** Blocco di testo **

• • • • •

Nei giorni scorsi Ser, ispirato dalla sua amica Fabi, ha invitato gli amici a parlare delle loro storie d'amore, aneddoti e cose varie. In particolare, a Mau ha chiesto di parlare della sua decennale convivenza con l'altro Mau, a me dei miei recenti "amori" (indigeni e non) avuti in terra cubana.
Mau ha raccolto subito la sfida; io, invece, ci ho messo un po' a chiarirmi le idee su cosa scrivere. Alla fine ho preferito non incentrare la testimonianza sugli "incontri" avuti nelle tre settimane passate in giro per l'intera Cuba. Infatti, pur essendo state brevissime relazioni dettate dalla spontaneità e dalla naturalezza della passione, per diversi fattori non le posso considerare nemmeno delle relazioni in erba, o storie che fossero in qualche modo destinate ad avere un futuro.
Ho scelto quindi di parlare di me, della mia esperienza di vita, dei miei "amori". O meglio, dei miei "non amori" .
Come Mau, anche io ho sprecato i primi anni della mia vita senza poter sperimentare la vita di relazione omosessuale. Contrariamente a lui, non è stato tanto perchè non avessi coscienza del mio essere gay; avevo paura di espormi al giudizio di chi mi stava vicino e della società , paura di esporre i miei sentimenti amorosi a sicuri - così almeno credevo - rifiuti e derisioni.
Abitando in una città di provincia, fin dall'adolescenza ho deciso di adottare la tattica del vivere di nascosto la mia sessualità , di non condividere la mia situazione con nessuno, di non dare spiegazioni o indizi sulla mia vita sentimentale. Non ho però cercato di crearmi coperture con finte fidanzate: le avrei ingannate e giocato con i loro sentimenti.
Non ho avuto problemi ad accettarmi per quello che ero, mi sono semplicemente imposto di aspettare a svelarmi.
Ritenevo che col tempo sarei cresciuto; con l'acquisizione di una mia indipendenza socio-econmica avrei acquisito anche quella emotiva e, magari, anche la società sarebbe stata più pronta e tutto sarebbe stato più facile.
A tutt'oggi - ho ormai superato i trenta - il mio approccio è cambiato, ma non ho ancora condiviso con miei genitori tutto questo. Per questo importante passo, ho deciso di attendere fino a quando non ci sarà una persona per cui varrà la pena di sconvolgere la loro vita.

• • • • •

** Dettagli esercizio **
Secondo il testo sulle esperienze sentimentali, per quanto tempo l'autore è stato in giro per Cuba?

** Dati del materiale **
• • • • •

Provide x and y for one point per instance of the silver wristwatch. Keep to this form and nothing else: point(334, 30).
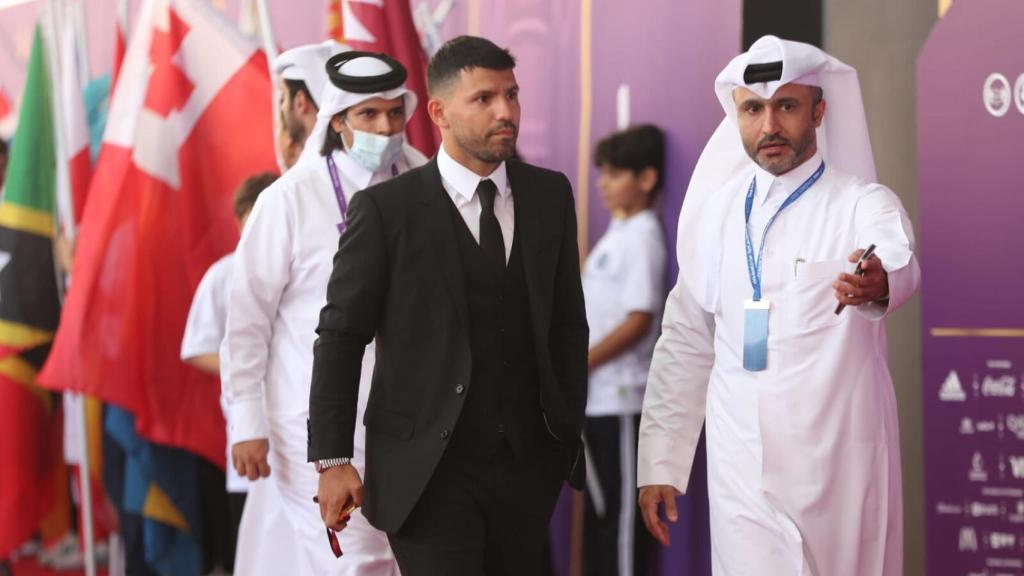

• • • • •

** Risultato **
Tre settimane.